Aim of the task:
In the data below, switch each "benchmark card" to "test sheet" and write out all of the data again, leaving everything else as it is.

Input data:

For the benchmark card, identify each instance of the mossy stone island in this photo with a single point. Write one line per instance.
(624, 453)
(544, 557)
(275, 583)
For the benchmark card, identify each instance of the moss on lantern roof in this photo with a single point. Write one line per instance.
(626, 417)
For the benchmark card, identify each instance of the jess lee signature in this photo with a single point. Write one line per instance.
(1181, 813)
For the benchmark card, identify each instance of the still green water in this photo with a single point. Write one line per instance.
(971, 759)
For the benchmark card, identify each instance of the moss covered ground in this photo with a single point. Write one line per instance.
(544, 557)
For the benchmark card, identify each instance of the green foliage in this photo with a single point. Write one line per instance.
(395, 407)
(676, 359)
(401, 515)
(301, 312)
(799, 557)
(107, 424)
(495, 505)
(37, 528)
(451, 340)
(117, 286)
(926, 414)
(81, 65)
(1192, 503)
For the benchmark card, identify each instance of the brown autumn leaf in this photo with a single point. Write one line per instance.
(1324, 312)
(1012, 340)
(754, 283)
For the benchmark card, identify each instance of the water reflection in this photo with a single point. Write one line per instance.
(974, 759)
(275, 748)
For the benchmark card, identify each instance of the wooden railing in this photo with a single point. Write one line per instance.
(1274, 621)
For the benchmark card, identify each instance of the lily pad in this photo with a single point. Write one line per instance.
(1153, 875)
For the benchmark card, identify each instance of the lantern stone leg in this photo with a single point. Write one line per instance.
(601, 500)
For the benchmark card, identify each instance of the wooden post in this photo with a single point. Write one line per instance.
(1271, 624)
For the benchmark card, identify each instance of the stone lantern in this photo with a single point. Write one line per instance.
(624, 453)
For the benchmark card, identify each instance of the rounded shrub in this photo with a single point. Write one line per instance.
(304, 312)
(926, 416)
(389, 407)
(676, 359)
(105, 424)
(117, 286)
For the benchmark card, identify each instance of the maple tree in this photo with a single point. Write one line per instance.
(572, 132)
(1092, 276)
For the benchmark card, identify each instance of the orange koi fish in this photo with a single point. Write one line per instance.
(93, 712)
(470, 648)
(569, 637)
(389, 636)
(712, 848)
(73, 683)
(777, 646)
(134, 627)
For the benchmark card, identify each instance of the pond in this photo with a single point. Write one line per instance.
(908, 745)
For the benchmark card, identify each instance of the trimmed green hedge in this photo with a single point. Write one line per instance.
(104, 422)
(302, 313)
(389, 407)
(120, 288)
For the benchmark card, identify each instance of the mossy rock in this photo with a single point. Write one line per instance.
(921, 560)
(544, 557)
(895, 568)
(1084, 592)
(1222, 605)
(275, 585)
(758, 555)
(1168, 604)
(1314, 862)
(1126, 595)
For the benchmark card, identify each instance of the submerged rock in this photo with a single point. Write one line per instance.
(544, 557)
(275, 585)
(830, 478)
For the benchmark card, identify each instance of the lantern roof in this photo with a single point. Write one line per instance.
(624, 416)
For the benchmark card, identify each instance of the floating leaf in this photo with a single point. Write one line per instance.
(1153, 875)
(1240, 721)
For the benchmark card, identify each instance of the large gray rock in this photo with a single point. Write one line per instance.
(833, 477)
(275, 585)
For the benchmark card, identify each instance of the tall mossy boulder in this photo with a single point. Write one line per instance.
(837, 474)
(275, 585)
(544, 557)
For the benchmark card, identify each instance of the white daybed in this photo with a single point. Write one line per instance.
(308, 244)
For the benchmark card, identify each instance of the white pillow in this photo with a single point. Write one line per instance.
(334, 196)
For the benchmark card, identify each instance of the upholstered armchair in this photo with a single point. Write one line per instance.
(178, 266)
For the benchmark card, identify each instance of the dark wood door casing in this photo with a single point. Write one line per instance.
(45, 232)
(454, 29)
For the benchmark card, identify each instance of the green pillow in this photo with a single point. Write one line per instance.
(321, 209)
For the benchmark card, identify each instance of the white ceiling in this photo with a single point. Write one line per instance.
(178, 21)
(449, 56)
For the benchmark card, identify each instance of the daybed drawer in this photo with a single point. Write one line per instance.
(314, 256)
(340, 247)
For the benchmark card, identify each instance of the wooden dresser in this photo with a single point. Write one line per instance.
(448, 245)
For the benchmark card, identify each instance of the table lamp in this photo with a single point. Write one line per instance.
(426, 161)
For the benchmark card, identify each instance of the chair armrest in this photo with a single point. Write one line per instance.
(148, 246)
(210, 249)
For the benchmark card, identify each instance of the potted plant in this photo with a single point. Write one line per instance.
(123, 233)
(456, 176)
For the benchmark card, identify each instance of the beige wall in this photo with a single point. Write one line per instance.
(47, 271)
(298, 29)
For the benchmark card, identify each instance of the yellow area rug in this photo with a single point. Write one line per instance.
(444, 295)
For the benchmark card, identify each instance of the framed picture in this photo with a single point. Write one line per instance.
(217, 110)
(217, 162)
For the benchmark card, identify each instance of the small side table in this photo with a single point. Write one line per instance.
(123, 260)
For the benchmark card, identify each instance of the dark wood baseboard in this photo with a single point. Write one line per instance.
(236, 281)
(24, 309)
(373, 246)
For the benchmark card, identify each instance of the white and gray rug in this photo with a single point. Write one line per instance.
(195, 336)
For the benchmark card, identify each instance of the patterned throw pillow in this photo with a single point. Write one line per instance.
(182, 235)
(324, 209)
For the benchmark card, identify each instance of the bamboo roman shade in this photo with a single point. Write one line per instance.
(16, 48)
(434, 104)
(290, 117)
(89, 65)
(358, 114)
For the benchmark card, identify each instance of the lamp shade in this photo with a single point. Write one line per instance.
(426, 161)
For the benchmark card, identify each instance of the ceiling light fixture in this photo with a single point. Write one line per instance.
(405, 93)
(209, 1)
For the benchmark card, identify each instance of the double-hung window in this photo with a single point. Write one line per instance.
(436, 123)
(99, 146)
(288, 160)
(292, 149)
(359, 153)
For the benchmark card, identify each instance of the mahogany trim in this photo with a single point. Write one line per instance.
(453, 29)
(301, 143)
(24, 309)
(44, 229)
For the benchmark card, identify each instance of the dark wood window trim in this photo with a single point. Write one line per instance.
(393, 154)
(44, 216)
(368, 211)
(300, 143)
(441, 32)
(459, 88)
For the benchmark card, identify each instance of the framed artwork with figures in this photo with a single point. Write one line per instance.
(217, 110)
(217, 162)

Answer in full:
For the test sheet, identify each instance of the mossy stone island in this photo with a single point. Write one line per instance.
(624, 453)
(544, 557)
(275, 583)
For the test sheet, identify each instance of the moss on lantern roof in this photo with a single point. Write one line per instance.
(626, 417)
For the test sheet, identify each instance of the jess lee signature in this photo with a single point. Write one line per instance.
(1181, 813)
For the test sheet, identify each instance of the still green water in this photo with a single point. Write one line per instance.
(971, 759)
For the test sheet, identify each instance of the moss covered ground in this photo with a single point. Write one line per instance.
(544, 557)
For the test sheet, identify each instance of the green foliage in this photo with a single point. Write one line per instance.
(395, 407)
(676, 359)
(401, 515)
(301, 312)
(799, 557)
(107, 424)
(495, 505)
(37, 528)
(451, 340)
(117, 286)
(926, 414)
(81, 65)
(1192, 503)
For the test sheet, identify each instance of the brown autumn leaf in this photo with a single point. Write one line per instance.
(1324, 312)
(1012, 340)
(754, 283)
For the test sheet, identify each instance of the water reflection in this photo with a single point. Write one line per instance.
(974, 759)
(275, 748)
For the test sheet, identify each instance of the wooden railing in this photo with a single point. Write one line per instance.
(1274, 621)
For the test sheet, identify each instance of the lily pad in this photo with a single point. Write one line per instance.
(1153, 875)
For the test sheet, identify each instance of the lantern stone leg in this photo with a single point. Write one line per instance.
(601, 500)
For the test sheet, identify each instance of the wooden post in this photo with a single point. Write one line per instance.
(1271, 624)
For the test sheet, identify each instance of the stone lantern in this photo with a single point. Write one line per instance.
(624, 453)
For the test sheet, identify each instance of the rounded shrub in this photo with a single point. Write one line per instance.
(304, 312)
(926, 416)
(389, 407)
(676, 359)
(105, 424)
(117, 286)
For the test sheet, identify each instance of the maple tree in this photo with a single point. Write one line per instance.
(572, 132)
(1092, 276)
For the test sheet, identify each instance of the orange koi fish in this photo with a single point. Write one line per instance.
(93, 712)
(470, 648)
(569, 637)
(389, 636)
(712, 848)
(73, 683)
(777, 646)
(134, 627)
For the test sheet, identify each instance of the pond in this photo with a single point. Write one line per instance.
(908, 745)
For the test sheet, identify each instance of the trimmed green hedge in this photo with a single point. Write one line per instance.
(104, 422)
(302, 313)
(389, 407)
(120, 288)
For the test sheet, identify each instance of the mossy rock in this photo with a single point. Write one line per instance.
(921, 560)
(544, 557)
(895, 568)
(1084, 592)
(1222, 605)
(275, 585)
(758, 555)
(1168, 604)
(1314, 862)
(1126, 595)
For the test sheet, identify each instance of the submerged rock in this photo with a single point. Write one line per instance.
(544, 557)
(275, 585)
(830, 478)
For the test sheet, identify each instance of the lantern roof in this photo with a single point. Write one line per instance.
(624, 416)
For the test sheet, identify each instance of the floating leaf in this photo with a single point. Write one line per instance.
(1153, 875)
(1240, 721)
For the test sheet, identify each instance of the large gray rock in this photo with a single point. Write one line per instance.
(833, 477)
(275, 585)
For the test sheet, identify each instance of the tall mossy boulder in this photo with a single point. Write one line per instance.
(837, 474)
(275, 585)
(544, 557)
For the test sheet, identify each instance of the white daybed in this photo with a single point. Write one line per instance.
(308, 244)
For the test sheet, identify each instance of the white pillow in this photo with a single point. Write one line per instance.
(334, 196)
For the test sheet, identify each instance of the upholstered armchair in this photo with a single point. Write one line per instance.
(178, 266)
For the test sheet, identify each instance of the dark wood door casing in this photo with a single point. Write one line per instance.
(45, 232)
(454, 29)
For the test sheet, identify each instance of the green pillow in this photo with a single point. Write one line per instance.
(321, 209)
For the test sheet, identify each instance of the white ceiling in this photo with a single point. Write one line per instance.
(178, 21)
(449, 56)
For the test sheet, identify each instance of the daybed drawer in this photo with a single point. Write one line per instance.
(314, 256)
(340, 247)
For the test sheet, identify each instance of the wooden dresser in this photo with a single point. Write one line per instance.
(448, 245)
For the test sheet, identify each instance of the table lamp in this photo with a single point. Write one line per instance.
(426, 161)
For the test sheet, identify each instance of the chair armrest in this photo with a single point. Write one line per instance.
(148, 246)
(210, 249)
For the test sheet, identify each instance of the potted plant in this photo with a single point. Write one line per instance.
(123, 233)
(456, 176)
For the test sheet, identify each instance of the beige wall in this photo with a single point. Write one line per instance.
(47, 271)
(298, 29)
For the test sheet, identify each instance of the yellow area rug in this photo with a single point. Write one line per instance.
(444, 295)
For the test sheet, identify each instance of the framed picture in this photo with a single point. Write one line per instance.
(217, 110)
(217, 162)
For the test sheet, identify each instance of the small side table in this photo with a single point. Write one line per instance.
(123, 260)
For the test sheet, identify each instance of the dark wood baseboard in this photo with a single point. Write one line per instance.
(236, 281)
(24, 309)
(373, 246)
For the test sheet, identify each instance of the white and gray rug in this photo with a single point. Write one line per instance.
(195, 336)
For the test sheet, identify each instance of the patterned throw pillow in this photo with a single point. Write one line per instance.
(182, 235)
(324, 209)
For the test sheet, identify each instance of the bamboo roman shade in this photo with a single point. Write one line per instance.
(16, 48)
(434, 104)
(290, 117)
(89, 65)
(358, 114)
For the test sheet, identify each instance of the lamp shade in this photo with a single point. Write one line per instance.
(426, 161)
For the test sheet, identify each instance of the ceiling light fixture in this photo with a single point. Write one line per instance.
(405, 93)
(209, 1)
For the test sheet, identify each instance of the double-hung window in this photo with a single point. Write one line per instance.
(436, 123)
(99, 146)
(288, 160)
(292, 149)
(359, 153)
For the test sheet, identify each instance of the mahogany trim in this photo with a single point. Write one line per instance.
(453, 29)
(301, 143)
(24, 309)
(44, 229)
For the test sheet, identify each instance of the dark wood window trim in this photo with a single point. Write one line per instance.
(393, 154)
(44, 216)
(368, 211)
(300, 143)
(441, 32)
(459, 88)
For the test sheet, identify each instance of the framed artwork with figures in this photo with a single point. Write one line per instance.
(217, 110)
(217, 162)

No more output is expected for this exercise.